## EXERCISES
1/ Reproduce everything in the passage on the Waterfront series from "Waterfront is a" down to "in the production.".
2/ Summarize the passage on the Waterfront series in two sentences.

## EXCERPTED PASSAGE
········

Waterfront is a syndicated half-hour American television drama series that starred Preston Foster as the captain of the harbor tug Cheryl Ann.  The series was filmed 1954-1955 by Roland Reed Productions, Inc., for the Ziv Company, in part on location at the Port of Los Angeles.  Although Foster had been a Broadway, Vaudeville, and Hollywood actor since his 20's, he grew up in coastal cities in New Jersey, worked as a clerk for a shipping company when he was 20, and was an officer in the United States Coast Guard during World War II.  He was quoted as insisting on authenticity where possible in the production.

Production 
Preston Foster portrayed Captain John Herrick, a tugboat captain at Los Angeles Harbor, operating from Berth 14 in San Pedro, in 78 episodes, production of which concluded in 1955. It also starred Douglas Dick, Lois Moran, Willie Best and Harry Lauter.

········

## DATA EXTRACTS
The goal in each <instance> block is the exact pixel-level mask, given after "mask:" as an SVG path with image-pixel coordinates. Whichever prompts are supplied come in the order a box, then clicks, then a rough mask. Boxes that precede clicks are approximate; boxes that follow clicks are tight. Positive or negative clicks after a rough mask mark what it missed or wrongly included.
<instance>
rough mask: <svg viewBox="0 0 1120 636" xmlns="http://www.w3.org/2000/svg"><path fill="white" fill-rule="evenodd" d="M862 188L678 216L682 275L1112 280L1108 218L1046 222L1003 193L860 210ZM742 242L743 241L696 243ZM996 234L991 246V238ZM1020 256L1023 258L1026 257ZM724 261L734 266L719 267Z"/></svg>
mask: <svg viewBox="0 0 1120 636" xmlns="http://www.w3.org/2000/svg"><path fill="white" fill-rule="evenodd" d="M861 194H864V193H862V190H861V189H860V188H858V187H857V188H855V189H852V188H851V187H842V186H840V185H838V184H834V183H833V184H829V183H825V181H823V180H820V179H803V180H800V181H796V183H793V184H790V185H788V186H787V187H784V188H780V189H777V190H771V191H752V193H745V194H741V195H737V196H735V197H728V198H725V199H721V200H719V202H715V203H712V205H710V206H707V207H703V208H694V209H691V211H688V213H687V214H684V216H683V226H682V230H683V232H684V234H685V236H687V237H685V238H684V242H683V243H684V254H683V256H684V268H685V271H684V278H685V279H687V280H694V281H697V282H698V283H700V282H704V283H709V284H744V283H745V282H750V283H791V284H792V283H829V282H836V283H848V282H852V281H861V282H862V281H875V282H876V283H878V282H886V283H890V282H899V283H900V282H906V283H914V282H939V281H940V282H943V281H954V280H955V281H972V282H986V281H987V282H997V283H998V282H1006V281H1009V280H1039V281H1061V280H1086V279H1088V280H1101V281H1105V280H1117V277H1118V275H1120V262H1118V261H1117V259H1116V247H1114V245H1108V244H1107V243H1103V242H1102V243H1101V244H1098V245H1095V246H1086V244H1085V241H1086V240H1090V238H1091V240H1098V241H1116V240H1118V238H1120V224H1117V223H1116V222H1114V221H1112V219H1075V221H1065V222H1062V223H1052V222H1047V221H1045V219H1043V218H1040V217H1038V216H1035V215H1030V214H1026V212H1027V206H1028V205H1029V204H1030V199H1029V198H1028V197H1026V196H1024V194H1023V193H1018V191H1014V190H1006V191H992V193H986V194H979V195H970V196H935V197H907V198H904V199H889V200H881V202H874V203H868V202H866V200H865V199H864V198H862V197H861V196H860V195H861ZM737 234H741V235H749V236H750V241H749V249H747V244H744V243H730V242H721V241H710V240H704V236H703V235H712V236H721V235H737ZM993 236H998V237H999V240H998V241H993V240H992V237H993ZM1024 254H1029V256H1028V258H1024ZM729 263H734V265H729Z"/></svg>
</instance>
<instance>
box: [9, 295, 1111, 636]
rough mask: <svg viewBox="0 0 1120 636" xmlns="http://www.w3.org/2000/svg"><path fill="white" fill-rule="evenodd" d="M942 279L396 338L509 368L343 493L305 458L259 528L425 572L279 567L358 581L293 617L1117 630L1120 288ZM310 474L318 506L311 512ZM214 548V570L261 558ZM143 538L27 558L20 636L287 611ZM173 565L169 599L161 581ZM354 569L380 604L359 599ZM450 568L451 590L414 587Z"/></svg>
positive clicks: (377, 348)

········

## ANSWERS BY ITEM
1/
Waterfront is a syndicated half-hour American television drama series that starred Preston Foster as the captain of the harbor tug Cheryl Ann.  The series was filmed 1954-1955 by Roland Reed Productions, Inc., for the Ziv Company, in part on location at the Port of Los Angeles.  Although Foster had been a Broadway, Vaudeville, and Hollywood actor since his 20's, he grew up in coastal cities in New Jersey, worked as a clerk for a shipping company when he was 20, and was an officer in the United States Coast Guard during World War II.  He was quoted as insisting on authenticity where possible in the production.

2/ Waterfront was a syndicated half-hour American television drama, filmed in 1954-1955 by Roland Reed Productions for the Ziv Company partly at the Port of Los Angeles, with Preston Foster starring as tugboat captain John Herrick across 78 episodes. Foster had grown up in coastal New Jersey cities, worked as a shipping company clerk, and served as a Coast Guard officer in World War II, and he was quoted as insisting on authenticity in the production.